# START OF DATA SUPPLIED

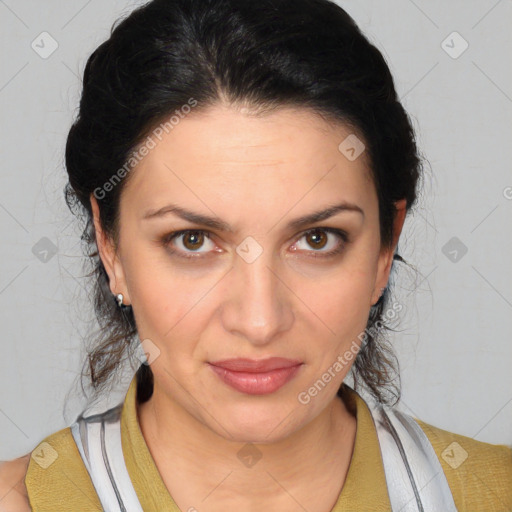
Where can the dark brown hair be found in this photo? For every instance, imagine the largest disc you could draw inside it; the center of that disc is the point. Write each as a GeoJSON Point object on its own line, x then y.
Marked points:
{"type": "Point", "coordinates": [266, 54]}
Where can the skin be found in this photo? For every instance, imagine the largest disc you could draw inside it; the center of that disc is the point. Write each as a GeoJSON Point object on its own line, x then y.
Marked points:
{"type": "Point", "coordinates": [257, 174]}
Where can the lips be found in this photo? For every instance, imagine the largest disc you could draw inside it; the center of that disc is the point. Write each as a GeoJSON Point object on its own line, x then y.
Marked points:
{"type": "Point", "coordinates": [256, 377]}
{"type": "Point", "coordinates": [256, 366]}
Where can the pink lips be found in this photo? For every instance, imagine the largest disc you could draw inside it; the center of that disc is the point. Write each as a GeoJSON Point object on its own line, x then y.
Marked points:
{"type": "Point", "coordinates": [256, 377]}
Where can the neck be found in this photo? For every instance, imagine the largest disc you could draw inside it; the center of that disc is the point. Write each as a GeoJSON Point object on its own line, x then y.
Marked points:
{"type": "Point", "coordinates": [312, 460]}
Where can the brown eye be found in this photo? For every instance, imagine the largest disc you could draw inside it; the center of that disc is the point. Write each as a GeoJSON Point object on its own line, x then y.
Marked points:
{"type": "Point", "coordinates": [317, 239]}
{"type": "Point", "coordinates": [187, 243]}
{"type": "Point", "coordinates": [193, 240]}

# END OF DATA SUPPLIED
# START OF DATA SUPPLIED

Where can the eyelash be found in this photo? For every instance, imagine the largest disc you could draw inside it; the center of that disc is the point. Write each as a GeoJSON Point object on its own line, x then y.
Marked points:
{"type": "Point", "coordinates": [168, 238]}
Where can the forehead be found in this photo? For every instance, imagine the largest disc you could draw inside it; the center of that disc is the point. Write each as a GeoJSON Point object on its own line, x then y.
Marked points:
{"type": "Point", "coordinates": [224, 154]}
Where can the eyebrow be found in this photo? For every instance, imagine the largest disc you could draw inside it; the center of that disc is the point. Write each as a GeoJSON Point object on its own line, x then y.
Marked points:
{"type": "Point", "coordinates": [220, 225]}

# END OF DATA SUPPLIED

WHAT YOU NEED TO DO:
Which lines of the material above contain the string "lips"? Show each of those lines in full, and treat uppercase and lowercase as different.

EXERCISE ANSWER:
Where can the lips be found in this photo? For every instance, imagine the largest disc you could draw inside it; the center of that disc is the point. Write each as a GeoJSON Point object on its own line, x then y.
Where can the pink lips be found in this photo? For every instance, imagine the largest disc you could draw inside it; the center of that disc is the point. Write each as a GeoJSON Point object on its own line, x then y.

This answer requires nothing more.